*** Block opens ***

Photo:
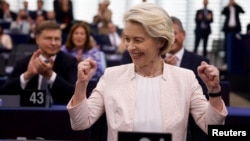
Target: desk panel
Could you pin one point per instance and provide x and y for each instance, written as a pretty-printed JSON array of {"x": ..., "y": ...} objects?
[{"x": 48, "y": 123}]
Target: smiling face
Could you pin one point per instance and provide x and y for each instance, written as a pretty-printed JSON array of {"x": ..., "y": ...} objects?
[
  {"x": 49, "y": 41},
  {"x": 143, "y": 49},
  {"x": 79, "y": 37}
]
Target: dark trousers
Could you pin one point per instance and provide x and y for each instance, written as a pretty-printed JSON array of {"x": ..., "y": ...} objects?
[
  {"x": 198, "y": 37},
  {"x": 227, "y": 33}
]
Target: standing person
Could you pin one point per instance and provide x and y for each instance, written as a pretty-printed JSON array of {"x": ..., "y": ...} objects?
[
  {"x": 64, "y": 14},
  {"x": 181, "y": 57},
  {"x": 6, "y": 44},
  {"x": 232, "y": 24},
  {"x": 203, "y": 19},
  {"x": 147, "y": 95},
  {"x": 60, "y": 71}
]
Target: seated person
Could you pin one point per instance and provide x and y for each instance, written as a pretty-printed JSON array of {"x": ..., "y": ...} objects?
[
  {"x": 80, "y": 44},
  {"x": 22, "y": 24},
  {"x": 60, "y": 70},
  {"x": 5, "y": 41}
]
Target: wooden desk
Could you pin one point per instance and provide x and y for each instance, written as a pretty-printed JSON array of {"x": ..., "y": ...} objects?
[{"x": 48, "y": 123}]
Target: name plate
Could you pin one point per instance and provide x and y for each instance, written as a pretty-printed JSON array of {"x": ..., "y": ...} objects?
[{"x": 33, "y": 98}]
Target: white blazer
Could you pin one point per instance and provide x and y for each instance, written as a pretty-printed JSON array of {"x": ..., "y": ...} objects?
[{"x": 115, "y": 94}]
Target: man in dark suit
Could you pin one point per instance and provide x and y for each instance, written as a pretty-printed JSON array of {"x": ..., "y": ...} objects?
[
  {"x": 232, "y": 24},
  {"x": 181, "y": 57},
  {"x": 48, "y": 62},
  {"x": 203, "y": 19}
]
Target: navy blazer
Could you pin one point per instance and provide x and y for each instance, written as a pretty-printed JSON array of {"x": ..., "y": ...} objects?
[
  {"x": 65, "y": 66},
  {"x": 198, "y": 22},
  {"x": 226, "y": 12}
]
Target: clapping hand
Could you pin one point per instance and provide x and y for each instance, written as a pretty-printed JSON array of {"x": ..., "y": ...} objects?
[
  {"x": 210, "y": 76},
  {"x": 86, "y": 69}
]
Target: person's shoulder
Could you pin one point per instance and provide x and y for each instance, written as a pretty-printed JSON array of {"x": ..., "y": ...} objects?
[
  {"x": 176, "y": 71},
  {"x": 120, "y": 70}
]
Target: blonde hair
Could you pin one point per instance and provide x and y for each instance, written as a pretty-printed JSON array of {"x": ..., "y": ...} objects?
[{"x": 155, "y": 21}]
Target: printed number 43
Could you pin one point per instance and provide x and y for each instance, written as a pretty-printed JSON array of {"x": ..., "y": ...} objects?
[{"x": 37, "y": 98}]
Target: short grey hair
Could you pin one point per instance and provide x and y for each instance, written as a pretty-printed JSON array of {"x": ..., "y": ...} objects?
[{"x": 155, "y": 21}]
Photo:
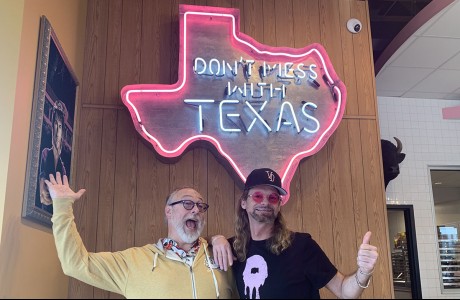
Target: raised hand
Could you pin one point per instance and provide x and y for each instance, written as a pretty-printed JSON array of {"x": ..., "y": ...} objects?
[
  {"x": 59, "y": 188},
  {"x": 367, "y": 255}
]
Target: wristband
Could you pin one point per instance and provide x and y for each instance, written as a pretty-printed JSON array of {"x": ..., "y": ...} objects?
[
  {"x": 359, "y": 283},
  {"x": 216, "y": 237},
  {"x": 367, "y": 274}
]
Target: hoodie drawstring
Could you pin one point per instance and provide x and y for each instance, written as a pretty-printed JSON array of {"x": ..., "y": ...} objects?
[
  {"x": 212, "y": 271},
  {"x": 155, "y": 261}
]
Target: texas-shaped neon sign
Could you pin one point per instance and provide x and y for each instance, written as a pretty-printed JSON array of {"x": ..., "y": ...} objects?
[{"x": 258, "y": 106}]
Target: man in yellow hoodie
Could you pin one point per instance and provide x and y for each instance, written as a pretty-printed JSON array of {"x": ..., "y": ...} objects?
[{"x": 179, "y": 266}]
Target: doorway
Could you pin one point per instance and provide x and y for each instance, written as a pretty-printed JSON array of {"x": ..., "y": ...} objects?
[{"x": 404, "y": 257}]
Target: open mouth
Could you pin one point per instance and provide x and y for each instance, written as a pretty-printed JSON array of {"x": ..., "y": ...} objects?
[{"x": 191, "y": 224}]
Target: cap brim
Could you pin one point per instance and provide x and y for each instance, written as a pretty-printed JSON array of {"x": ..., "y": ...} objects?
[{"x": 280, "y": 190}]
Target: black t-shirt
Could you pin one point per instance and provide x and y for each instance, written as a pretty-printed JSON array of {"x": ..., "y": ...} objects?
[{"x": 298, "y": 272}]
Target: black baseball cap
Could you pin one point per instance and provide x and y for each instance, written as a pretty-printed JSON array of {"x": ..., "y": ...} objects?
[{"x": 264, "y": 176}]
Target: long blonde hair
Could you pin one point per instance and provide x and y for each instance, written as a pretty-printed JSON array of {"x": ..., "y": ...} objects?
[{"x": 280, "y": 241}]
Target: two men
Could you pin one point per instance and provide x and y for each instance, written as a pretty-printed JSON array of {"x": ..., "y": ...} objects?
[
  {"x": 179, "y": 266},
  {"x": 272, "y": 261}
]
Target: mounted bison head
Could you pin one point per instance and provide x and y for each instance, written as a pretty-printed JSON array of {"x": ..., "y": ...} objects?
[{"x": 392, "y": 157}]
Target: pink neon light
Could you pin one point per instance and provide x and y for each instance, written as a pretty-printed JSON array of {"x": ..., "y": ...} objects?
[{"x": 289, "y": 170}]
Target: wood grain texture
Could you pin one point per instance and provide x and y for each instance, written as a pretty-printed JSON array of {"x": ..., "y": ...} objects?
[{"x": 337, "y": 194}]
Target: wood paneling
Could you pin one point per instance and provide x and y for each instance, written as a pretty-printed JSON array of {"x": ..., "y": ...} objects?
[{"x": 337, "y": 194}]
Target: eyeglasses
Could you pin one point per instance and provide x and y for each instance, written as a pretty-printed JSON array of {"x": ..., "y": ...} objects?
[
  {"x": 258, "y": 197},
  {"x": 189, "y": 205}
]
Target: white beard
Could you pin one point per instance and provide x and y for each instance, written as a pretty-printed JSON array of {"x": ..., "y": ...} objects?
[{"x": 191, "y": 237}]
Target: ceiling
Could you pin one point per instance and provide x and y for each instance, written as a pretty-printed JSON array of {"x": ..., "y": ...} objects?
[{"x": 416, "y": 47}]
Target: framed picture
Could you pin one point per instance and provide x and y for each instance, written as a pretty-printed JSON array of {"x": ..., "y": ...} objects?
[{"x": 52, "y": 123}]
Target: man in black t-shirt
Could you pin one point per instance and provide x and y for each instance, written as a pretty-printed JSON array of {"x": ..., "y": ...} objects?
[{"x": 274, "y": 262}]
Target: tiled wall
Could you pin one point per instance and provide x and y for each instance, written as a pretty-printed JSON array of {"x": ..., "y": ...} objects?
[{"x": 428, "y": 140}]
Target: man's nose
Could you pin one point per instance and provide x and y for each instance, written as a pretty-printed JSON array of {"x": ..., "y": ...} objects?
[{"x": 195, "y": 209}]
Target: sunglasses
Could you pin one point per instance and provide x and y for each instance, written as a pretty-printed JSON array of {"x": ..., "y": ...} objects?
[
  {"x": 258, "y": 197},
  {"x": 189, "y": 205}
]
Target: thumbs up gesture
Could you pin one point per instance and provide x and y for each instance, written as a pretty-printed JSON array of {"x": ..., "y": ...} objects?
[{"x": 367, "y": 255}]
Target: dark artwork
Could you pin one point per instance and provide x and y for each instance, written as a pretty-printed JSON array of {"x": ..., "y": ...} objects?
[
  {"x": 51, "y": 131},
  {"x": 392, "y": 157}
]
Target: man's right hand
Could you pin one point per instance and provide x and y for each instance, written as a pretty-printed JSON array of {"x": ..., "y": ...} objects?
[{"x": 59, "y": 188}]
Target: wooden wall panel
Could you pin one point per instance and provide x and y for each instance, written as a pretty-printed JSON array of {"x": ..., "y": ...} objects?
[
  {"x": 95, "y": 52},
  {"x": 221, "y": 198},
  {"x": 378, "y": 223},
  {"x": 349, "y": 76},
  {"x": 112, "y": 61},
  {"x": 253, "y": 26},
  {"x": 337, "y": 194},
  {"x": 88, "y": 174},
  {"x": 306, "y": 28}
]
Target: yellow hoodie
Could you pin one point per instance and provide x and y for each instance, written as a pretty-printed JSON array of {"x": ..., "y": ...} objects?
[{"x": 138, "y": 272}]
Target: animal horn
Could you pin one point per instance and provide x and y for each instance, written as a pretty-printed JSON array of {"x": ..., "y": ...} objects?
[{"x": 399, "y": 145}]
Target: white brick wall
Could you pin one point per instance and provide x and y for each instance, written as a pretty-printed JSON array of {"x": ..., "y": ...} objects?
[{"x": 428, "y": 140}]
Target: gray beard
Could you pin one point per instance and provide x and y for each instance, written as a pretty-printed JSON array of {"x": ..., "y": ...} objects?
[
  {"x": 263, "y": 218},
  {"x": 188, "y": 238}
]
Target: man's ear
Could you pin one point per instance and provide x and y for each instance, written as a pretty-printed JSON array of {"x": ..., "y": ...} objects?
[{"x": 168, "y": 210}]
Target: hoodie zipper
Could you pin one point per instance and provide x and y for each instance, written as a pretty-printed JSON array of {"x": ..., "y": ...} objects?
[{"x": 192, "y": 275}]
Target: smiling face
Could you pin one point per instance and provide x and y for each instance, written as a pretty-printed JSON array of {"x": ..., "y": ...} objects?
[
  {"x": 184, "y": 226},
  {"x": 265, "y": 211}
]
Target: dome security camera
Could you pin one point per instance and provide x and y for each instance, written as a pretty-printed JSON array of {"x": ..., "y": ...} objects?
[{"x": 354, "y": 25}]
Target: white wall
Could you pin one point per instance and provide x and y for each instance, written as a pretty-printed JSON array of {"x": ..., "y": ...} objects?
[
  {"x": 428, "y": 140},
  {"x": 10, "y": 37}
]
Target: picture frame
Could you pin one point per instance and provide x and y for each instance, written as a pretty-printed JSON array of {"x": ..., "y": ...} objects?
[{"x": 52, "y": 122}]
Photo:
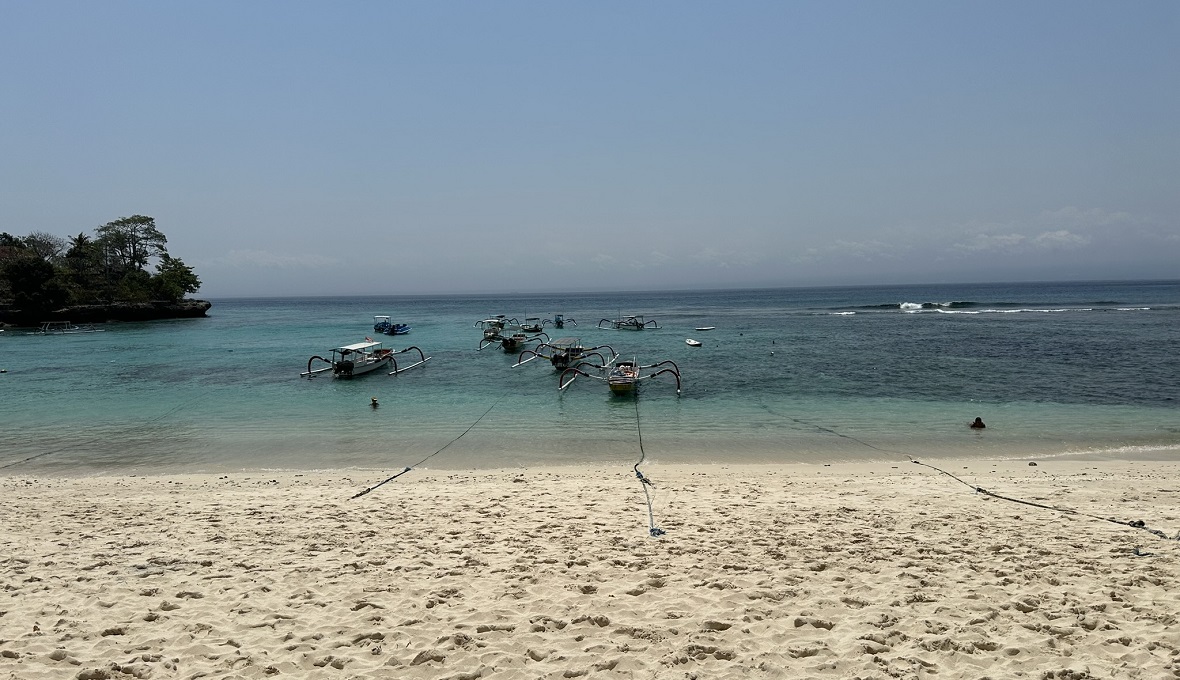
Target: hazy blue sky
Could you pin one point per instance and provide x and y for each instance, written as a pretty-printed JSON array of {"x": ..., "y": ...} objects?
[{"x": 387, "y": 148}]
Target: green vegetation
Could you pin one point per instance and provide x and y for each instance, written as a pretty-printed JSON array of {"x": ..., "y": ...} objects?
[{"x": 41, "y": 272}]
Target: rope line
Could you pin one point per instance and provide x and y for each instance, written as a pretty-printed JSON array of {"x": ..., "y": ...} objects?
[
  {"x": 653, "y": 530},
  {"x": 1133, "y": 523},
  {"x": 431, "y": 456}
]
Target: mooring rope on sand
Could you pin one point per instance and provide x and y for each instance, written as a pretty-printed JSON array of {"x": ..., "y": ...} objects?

*** Block closes ***

*TASK DIRECTIONS*:
Could you reproduce exactly the lines of the entries above, from the one with "Target: wristband" through the one with "Target: open mouth", and nothing else?

*REPLY*:
Target: wristband
Could you pin one point per instance and provide x and y for each instance, written as a pretty-printed JSON array of {"x": ..., "y": ...} objects?
[
  {"x": 359, "y": 283},
  {"x": 216, "y": 237},
  {"x": 367, "y": 274}
]
Target: hoodie drawstring
Could you pin one point per instance and provide x and y for each instance, written as a pretty-printed JSON array of {"x": ..., "y": ...} objects?
[
  {"x": 212, "y": 271},
  {"x": 155, "y": 261}
]
Target: texas-shaped neon sign
Could you pin one point per instance and provide x and y for each instance, written as a pretty-printed JSON array of {"x": ..., "y": ...} objects?
[{"x": 258, "y": 106}]
Target: man in yellow hoodie
Could you pin one point per instance and provide x and y for each instance, written as a pretty-printed JSON array of {"x": ..., "y": ...} objects?
[{"x": 179, "y": 266}]
Target: doorway
Could you pin one point per instance and provide x and y for each instance, written as a pretty-printed JSON array of {"x": ..., "y": ...} objects?
[{"x": 404, "y": 257}]
Target: open mouth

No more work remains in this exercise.